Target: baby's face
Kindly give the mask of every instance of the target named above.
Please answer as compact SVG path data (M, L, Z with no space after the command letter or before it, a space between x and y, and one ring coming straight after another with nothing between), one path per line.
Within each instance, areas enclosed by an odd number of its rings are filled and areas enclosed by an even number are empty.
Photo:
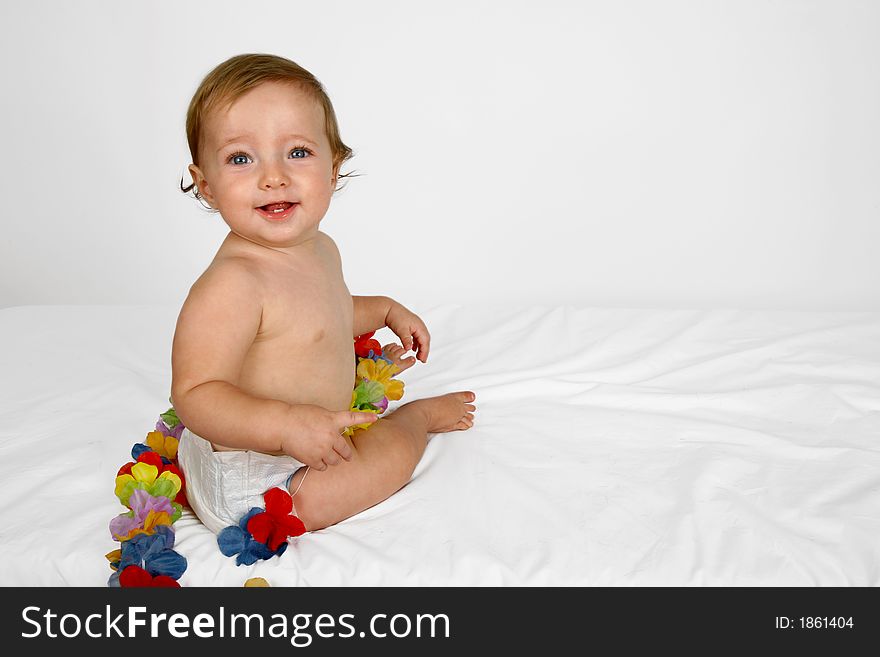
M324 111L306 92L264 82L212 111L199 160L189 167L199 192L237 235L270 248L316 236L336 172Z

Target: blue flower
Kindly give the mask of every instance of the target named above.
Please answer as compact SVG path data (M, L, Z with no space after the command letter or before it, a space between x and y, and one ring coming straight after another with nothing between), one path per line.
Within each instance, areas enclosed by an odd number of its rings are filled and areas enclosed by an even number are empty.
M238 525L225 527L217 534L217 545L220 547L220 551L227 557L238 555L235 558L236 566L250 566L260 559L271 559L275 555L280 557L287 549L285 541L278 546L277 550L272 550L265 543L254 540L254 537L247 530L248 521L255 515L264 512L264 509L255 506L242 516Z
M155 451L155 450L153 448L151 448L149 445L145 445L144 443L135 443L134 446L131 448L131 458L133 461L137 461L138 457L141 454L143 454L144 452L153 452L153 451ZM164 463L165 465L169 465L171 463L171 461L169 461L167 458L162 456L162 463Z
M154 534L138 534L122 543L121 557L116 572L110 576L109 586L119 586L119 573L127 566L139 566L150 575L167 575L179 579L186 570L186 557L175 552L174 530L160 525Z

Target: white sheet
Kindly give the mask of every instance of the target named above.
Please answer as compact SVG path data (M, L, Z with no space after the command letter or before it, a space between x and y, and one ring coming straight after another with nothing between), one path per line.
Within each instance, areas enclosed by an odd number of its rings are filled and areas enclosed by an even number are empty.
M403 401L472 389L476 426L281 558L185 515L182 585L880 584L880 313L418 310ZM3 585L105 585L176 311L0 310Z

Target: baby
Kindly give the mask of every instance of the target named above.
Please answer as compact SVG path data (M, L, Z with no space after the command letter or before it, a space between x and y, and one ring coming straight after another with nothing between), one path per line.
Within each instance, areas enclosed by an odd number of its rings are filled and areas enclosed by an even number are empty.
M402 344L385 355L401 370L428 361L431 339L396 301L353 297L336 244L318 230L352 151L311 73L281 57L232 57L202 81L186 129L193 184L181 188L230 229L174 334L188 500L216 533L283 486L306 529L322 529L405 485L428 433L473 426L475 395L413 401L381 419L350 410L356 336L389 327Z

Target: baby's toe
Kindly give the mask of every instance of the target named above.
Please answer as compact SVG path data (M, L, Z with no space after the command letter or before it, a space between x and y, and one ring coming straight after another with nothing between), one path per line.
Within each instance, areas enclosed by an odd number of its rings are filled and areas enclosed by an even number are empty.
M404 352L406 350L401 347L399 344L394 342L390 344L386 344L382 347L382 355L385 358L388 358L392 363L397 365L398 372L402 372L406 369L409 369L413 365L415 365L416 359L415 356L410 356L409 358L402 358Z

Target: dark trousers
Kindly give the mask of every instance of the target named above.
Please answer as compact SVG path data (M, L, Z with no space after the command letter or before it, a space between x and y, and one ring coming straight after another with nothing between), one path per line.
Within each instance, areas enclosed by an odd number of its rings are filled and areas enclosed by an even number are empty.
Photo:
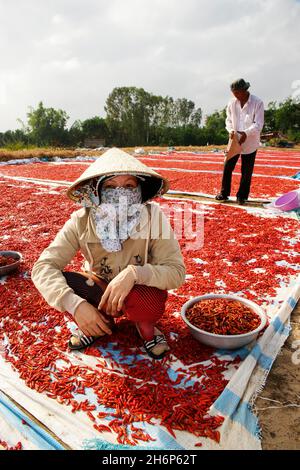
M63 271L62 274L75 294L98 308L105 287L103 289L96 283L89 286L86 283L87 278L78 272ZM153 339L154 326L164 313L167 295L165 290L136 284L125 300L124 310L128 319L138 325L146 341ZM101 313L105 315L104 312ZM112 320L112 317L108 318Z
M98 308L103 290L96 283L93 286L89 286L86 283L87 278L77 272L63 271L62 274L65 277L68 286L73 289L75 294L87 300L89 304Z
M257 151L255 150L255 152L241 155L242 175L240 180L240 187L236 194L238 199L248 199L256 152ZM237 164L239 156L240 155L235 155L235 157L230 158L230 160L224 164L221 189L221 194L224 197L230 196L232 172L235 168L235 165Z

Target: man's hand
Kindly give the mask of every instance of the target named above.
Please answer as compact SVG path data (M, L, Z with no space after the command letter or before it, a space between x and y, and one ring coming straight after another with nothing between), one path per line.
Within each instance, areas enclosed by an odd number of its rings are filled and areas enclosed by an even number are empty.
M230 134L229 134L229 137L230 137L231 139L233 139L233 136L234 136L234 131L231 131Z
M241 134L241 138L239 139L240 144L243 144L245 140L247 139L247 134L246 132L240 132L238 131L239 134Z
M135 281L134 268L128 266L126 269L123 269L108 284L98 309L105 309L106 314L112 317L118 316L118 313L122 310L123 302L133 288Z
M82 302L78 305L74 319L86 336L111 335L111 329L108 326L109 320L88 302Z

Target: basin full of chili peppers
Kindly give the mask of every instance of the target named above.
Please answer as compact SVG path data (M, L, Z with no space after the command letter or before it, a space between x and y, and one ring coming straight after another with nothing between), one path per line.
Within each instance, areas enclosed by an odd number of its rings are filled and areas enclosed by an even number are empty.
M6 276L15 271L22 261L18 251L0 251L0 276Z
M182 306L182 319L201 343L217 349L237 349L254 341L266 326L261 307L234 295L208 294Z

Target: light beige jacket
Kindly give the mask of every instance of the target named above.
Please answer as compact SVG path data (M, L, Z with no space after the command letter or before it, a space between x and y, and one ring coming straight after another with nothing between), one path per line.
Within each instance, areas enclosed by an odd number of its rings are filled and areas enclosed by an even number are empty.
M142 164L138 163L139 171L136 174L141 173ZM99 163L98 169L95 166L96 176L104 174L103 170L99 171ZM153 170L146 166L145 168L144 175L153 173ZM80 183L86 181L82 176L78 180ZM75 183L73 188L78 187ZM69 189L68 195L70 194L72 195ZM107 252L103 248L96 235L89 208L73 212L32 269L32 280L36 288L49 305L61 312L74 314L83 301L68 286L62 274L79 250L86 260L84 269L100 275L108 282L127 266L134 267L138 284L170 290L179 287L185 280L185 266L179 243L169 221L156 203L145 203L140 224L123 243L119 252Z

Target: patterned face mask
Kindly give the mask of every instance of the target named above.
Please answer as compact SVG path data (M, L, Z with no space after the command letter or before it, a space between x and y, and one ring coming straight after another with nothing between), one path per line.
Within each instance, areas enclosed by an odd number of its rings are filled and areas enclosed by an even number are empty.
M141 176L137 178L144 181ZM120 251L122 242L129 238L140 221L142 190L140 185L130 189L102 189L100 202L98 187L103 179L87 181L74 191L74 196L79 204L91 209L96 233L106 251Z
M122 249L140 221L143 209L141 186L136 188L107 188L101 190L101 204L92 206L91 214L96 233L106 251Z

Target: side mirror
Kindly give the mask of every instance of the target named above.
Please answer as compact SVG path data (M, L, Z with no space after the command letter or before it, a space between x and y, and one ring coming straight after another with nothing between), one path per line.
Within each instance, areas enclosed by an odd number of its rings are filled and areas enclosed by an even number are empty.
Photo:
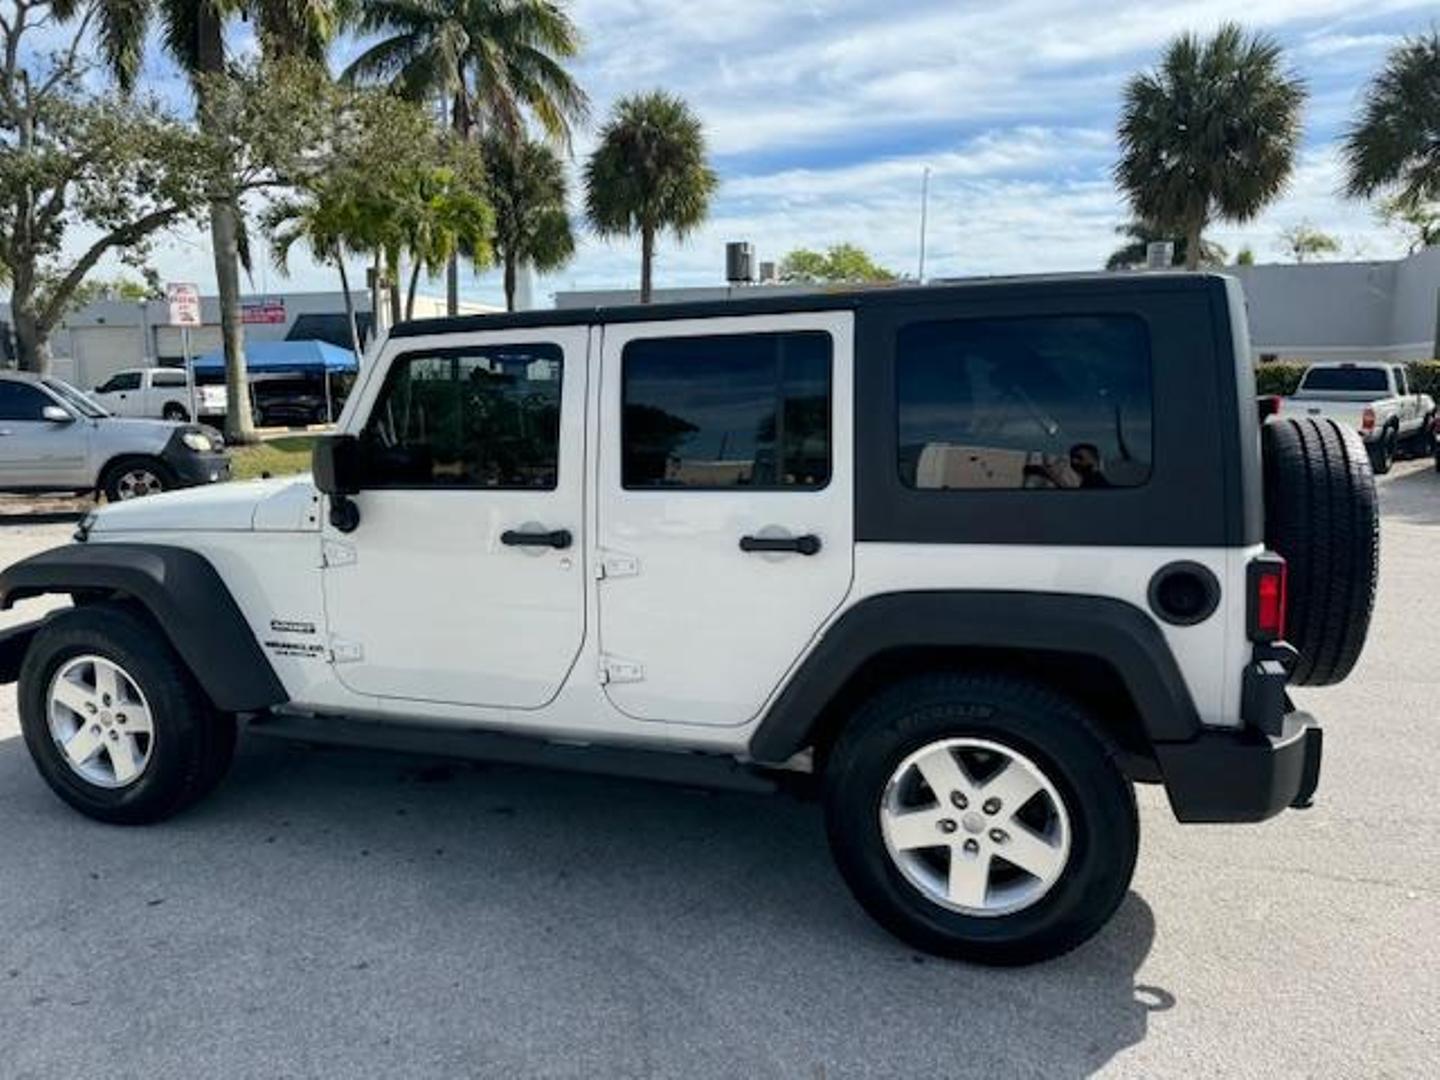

________

WHAT THE EXERCISE ASKS: All lines from the one containing "Target: side mirror" to the end of the entries should appear in the output exactly as written, with no pictures.

TASK OUTPUT:
Target: side mirror
Kindly give the mask of every instance of the target named above.
Please answer as compact SVG path data (M, L, Z with no space after the command letter or before it, a space between x and y, and one ring coming straight after another with nothing between), one path per line.
Within each instance, areas enclosed by an odd number of its rings are filled and areas enclosed by an even number are empty.
Photo:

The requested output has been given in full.